#### [Recorded information]
+ + + + +

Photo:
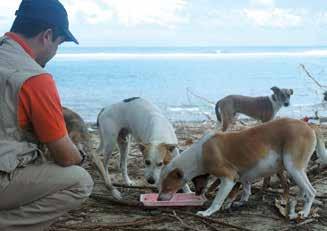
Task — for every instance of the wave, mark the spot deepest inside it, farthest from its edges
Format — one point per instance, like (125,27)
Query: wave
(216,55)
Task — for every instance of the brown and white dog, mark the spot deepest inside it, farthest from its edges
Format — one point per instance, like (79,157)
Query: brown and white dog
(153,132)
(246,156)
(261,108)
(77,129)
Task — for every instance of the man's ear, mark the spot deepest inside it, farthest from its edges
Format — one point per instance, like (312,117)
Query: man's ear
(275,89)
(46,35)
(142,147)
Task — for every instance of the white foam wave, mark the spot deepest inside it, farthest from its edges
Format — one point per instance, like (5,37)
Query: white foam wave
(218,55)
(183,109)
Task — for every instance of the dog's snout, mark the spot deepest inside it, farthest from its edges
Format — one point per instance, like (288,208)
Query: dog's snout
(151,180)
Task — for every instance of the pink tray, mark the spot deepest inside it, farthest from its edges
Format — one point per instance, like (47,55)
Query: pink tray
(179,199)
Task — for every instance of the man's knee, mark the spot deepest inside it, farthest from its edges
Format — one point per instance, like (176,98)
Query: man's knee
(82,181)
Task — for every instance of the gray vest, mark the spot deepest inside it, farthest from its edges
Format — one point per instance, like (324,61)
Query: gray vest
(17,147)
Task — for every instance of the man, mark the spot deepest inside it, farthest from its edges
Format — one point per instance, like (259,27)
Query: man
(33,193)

+ + + + +

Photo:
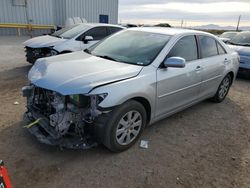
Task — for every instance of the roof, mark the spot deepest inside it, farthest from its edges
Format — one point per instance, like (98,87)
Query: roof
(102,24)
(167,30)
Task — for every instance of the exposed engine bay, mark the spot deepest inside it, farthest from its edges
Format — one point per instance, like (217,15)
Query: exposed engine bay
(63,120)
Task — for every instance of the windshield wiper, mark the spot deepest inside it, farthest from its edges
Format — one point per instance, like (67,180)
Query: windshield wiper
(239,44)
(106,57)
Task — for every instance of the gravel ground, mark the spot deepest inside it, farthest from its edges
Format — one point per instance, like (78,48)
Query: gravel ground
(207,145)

+ + + + +

#### [Activity]
Take the stretch of lines above from the one containing "Format — one point per instance, like (79,157)" through the one containing "Format — one point per instance, like (312,117)" and repeat it exactly, adding no other line.

#### [Task result]
Format — one point per instance, like (79,157)
Query: brown and white dog
(153,132)
(246,156)
(261,108)
(77,129)
Task — for every instance of the man's ear, mark the spot deepest inside it, farthest from its edges
Format — one point per instance, like (312,117)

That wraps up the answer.